Exercise description: Please reproduce the data exactly, excluding any pictures it contains.

----- The data

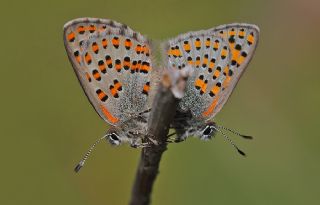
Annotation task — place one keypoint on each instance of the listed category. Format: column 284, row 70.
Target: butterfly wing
column 218, row 57
column 113, row 65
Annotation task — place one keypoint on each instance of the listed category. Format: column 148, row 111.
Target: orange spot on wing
column 108, row 115
column 186, row 47
column 199, row 83
column 207, row 43
column 146, row 88
column 104, row 43
column 232, row 32
column 226, row 82
column 81, row 29
column 250, row 38
column 71, row 36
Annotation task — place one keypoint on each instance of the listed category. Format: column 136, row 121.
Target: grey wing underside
column 218, row 57
column 113, row 64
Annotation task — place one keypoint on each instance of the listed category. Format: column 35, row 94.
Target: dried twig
column 162, row 114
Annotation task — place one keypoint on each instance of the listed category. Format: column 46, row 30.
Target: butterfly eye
column 114, row 139
column 207, row 130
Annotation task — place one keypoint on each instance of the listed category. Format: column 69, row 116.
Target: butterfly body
column 115, row 67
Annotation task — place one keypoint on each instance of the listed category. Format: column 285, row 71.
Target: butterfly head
column 207, row 131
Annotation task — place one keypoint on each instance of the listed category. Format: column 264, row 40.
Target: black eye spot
column 114, row 137
column 207, row 131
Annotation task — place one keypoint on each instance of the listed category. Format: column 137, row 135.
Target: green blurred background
column 47, row 124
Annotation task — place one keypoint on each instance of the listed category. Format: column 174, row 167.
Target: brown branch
column 162, row 114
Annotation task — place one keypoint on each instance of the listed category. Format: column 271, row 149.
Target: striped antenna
column 81, row 163
column 230, row 141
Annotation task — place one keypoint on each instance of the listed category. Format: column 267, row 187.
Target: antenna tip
column 79, row 166
column 242, row 153
column 247, row 137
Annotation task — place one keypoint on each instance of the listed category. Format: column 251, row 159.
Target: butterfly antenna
column 231, row 142
column 235, row 132
column 81, row 163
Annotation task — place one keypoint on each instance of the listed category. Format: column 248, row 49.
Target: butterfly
column 218, row 57
column 114, row 66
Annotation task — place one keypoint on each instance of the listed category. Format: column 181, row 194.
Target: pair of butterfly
column 116, row 69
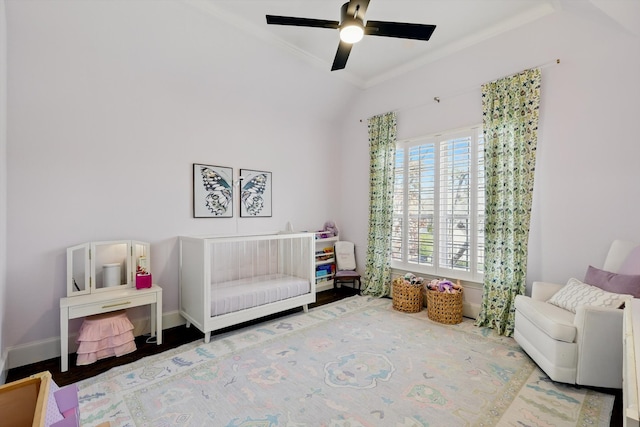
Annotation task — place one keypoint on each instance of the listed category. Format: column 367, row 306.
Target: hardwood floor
column 171, row 338
column 180, row 335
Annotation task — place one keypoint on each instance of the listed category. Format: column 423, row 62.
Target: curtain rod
column 437, row 99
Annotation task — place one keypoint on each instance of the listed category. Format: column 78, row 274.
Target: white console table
column 631, row 364
column 103, row 302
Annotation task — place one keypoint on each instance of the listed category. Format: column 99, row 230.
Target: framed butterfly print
column 255, row 193
column 212, row 191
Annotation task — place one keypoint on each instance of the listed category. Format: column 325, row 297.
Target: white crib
column 225, row 281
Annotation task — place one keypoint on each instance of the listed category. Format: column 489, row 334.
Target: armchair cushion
column 613, row 282
column 576, row 293
column 556, row 322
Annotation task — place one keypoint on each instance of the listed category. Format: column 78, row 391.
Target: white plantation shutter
column 439, row 205
column 455, row 203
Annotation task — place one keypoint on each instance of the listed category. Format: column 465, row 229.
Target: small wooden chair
column 345, row 264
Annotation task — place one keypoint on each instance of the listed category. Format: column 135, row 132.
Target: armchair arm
column 599, row 338
column 542, row 291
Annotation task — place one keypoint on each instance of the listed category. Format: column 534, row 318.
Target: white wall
column 110, row 103
column 586, row 191
column 3, row 186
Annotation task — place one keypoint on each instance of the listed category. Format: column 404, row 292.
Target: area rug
column 355, row 362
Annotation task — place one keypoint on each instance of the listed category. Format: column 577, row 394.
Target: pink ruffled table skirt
column 105, row 335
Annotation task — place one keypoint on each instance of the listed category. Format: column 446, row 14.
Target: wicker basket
column 406, row 297
column 444, row 308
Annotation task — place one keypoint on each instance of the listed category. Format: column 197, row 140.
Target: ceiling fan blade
column 301, row 22
column 399, row 29
column 339, row 62
column 360, row 6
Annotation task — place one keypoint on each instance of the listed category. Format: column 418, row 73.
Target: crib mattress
column 236, row 295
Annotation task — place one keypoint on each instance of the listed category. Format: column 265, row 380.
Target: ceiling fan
column 352, row 28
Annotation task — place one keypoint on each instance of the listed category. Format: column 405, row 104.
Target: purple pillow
column 613, row 282
column 631, row 265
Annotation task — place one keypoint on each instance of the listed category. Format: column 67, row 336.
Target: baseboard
column 470, row 310
column 3, row 368
column 38, row 351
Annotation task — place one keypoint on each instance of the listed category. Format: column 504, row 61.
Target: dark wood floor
column 180, row 335
column 171, row 338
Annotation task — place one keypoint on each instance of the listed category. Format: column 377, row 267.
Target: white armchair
column 583, row 348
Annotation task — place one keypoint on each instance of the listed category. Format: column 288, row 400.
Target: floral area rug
column 355, row 362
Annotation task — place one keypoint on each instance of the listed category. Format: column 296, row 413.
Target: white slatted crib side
column 195, row 271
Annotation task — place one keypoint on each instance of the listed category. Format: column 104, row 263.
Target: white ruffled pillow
column 576, row 293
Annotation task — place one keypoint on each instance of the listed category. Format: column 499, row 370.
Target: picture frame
column 255, row 194
column 212, row 191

----------

Answer for the task:
Annotation task — place one keypoint on each instance of the listed category. Format: column 284, row 70.
Target: butterfly wing
column 218, row 57
column 113, row 65
Annotation task — place one keypoint on each instance of the listed category. Format: column 148, row 111.
Target: orange spot on wing
column 108, row 115
column 186, row 47
column 199, row 83
column 207, row 43
column 146, row 88
column 104, row 43
column 232, row 32
column 226, row 82
column 81, row 29
column 250, row 38
column 71, row 36
Annotation task — place one keypoint on each instance of the listed category. Format: column 136, row 121.
Target: grey wing underside
column 218, row 57
column 113, row 64
Annotation task — place one keypoint on each instance of the listed category. Format: column 35, row 94.
Target: dried twig
column 162, row 114
Annotation task — place one keypoint on each instance of the listed category. Format: column 46, row 30.
Target: butterfly eye
column 114, row 139
column 207, row 130
Annotation task — place one keypoint on each instance of the listed category. Format: column 69, row 116.
Target: butterfly body
column 115, row 67
Annotation task — place one keypoint on each instance of the listed category. Format: column 285, row 71.
Target: butterfly head
column 207, row 131
Annotation task — place one keypoint on each instance of the listed category. Format: column 264, row 40.
Target: black eye spot
column 114, row 137
column 207, row 131
Annotation task — place one keypoint on each instance of the listed category. Format: column 137, row 135.
Target: green blurred background
column 47, row 124
Annotation task — place one keypoint on each instance of the listed category. Format: column 174, row 167.
Target: brown branch
column 162, row 114
Annotation task — place one keypoint on each instance of the listed category. Format: column 271, row 149.
Target: striped antenna
column 81, row 163
column 230, row 141
Annotation task — place one keypoint on each instance of the listed category. Format: column 267, row 187.
Target: antenna tip
column 79, row 166
column 242, row 153
column 247, row 137
Annotation task — place one keypoint on each instance of the listed category. Format: column 251, row 159.
Target: butterfly antenna
column 231, row 142
column 235, row 132
column 81, row 163
Annotation task — place one keypoint on each instance of the listed category. Format: column 248, row 49.
Target: butterfly
column 218, row 57
column 114, row 66
Annotation task — place one keypoint on each instance of the listed category. Format: column 181, row 194.
Target: pair of butterfly
column 116, row 69
Annotation task — place one keypoint on each instance of the listed category. Format: column 367, row 306.
Target: hardwood floor
column 171, row 338
column 180, row 335
Annotation task — place one keypoint on each instance of the listed category. Format: column 423, row 62.
Target: curtain rod
column 437, row 99
Annotation task — place one keypoint on each instance of the listed category. Format: column 78, row 274.
Target: white console table
column 631, row 364
column 103, row 302
Annotation task — place one keypoint on each instance of the listed category. Format: column 99, row 230.
Target: framed butterfly print
column 255, row 193
column 212, row 191
Annotation task — place one keypoint on each instance of the listed category. Format: column 325, row 297.
Target: white crib
column 225, row 281
Annotation task — place one keypoint on each instance of the listed category. Format: column 489, row 334.
Target: armchair cushion
column 613, row 282
column 576, row 293
column 556, row 322
Annotation task — place one keypoint on each instance of the listed category. Format: column 78, row 391.
Target: white plantation shutter
column 439, row 205
column 455, row 203
Annotation task — place one keypoint on each instance of the listed category. Format: column 465, row 229.
Target: small wooden chair
column 345, row 264
Annotation task — place one keypoint on each instance of the listed category. Format: column 135, row 132.
Target: armchair arm
column 599, row 338
column 542, row 291
Annotation task — place one keypoint on each instance of the listed category. Format: column 534, row 318.
Target: white wall
column 110, row 103
column 586, row 191
column 3, row 186
Annotation task — place one keypoint on each instance of the listed category. Format: column 404, row 292.
Target: area rug
column 355, row 362
Annotation task — place one keypoint on each instance of the listed category. Format: column 577, row 394.
Target: pink ruffled table skirt
column 105, row 335
Annotation task — place one keypoint on each instance of the listed category. Format: column 446, row 14.
Target: wicker basket
column 406, row 297
column 444, row 308
Annotation task — place one keypoint on each instance of the listed category. Format: column 197, row 140.
Target: ceiling fan blade
column 301, row 22
column 399, row 29
column 339, row 62
column 360, row 6
Annotation task — place one keypoint on each instance of the listed category. Format: column 418, row 73.
Target: crib mattress
column 236, row 295
Annotation task — place one keypoint on each instance of the listed category. Format: column 265, row 380.
Target: ceiling fan
column 352, row 28
Annotation task — place one keypoint on each instance of the listed category. Format: column 405, row 104.
Target: purple pillow
column 613, row 282
column 631, row 265
Annotation task — place one keypoint on each instance of the listed category. Format: column 67, row 336.
Target: baseboard
column 470, row 310
column 3, row 368
column 38, row 351
Annotation task — place one keypoint on each instance of the listed category. Format: column 504, row 61.
Target: dark wood floor
column 180, row 335
column 171, row 338
Annotation task — place one keypoint on each instance of the listed category. Format: column 377, row 267.
Target: white armchair
column 583, row 348
Annotation task — place one keypoint on each instance of the listed category. Format: column 288, row 400.
Target: floral area rug
column 355, row 362
Annotation task — place one keypoint on each instance of the listed category. Format: column 296, row 413.
Target: white slatted crib side
column 195, row 271
Annotation task — place one keypoint on each instance of the listed category. Format: column 104, row 263.
Target: white ruffled pillow
column 576, row 293
Annotation task — place one keypoint on each instance of the listed category. Format: column 499, row 370.
Target: picture frame
column 255, row 194
column 212, row 191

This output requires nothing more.